Rewrite the lines from the start of the rows through the line containing "Outlines of the <item>dirt", putting "object" wherever "instance" appears and keeping everything else the same.

(Annotation dataset entries)
┄┄┄┄┄┄┄┄┄┄

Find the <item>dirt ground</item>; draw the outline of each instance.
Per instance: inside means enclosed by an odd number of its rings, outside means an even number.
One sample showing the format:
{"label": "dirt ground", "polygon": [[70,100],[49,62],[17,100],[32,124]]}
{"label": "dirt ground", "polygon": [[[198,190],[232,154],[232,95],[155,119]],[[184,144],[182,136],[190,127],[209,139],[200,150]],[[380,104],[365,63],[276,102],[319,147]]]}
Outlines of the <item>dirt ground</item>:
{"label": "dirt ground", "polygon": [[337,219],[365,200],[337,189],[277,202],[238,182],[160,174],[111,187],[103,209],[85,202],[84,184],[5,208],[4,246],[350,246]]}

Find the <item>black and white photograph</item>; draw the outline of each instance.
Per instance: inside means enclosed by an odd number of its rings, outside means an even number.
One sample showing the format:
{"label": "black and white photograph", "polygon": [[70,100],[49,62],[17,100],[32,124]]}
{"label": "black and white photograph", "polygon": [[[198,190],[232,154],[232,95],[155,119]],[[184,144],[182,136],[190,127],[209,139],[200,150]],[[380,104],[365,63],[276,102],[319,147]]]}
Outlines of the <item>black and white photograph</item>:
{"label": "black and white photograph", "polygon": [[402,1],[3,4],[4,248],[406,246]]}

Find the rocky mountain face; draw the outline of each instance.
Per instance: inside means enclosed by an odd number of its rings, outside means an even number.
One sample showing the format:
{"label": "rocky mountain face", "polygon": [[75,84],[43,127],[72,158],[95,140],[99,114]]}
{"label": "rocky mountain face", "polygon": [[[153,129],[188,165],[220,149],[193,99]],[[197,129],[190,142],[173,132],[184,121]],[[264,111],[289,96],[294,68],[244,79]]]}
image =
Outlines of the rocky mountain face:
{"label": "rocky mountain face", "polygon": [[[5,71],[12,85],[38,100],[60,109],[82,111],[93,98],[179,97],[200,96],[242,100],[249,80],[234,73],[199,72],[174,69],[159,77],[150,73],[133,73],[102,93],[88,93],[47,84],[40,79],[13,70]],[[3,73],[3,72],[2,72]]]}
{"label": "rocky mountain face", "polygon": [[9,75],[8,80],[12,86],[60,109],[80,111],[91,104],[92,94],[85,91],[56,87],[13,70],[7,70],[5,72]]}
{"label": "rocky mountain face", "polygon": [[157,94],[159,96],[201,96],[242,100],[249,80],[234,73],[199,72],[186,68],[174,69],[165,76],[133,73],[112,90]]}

┄┄┄┄┄┄┄┄┄┄

* ANSWER TO THE TASK
Find the <item>dirt ground</item>; draw the outline of each object.
Per object: inside means enclosed by an odd number of its rings, outside means an even number.
One sample showing the format:
{"label": "dirt ground", "polygon": [[70,100],[49,62],[17,100],[32,124]]}
{"label": "dirt ground", "polygon": [[[198,190],[232,154],[232,95],[155,119]],[[184,144],[182,136],[190,127],[209,139],[200,150]],[[380,104],[365,63],[276,102],[319,147]]]}
Outlines of the <item>dirt ground</item>:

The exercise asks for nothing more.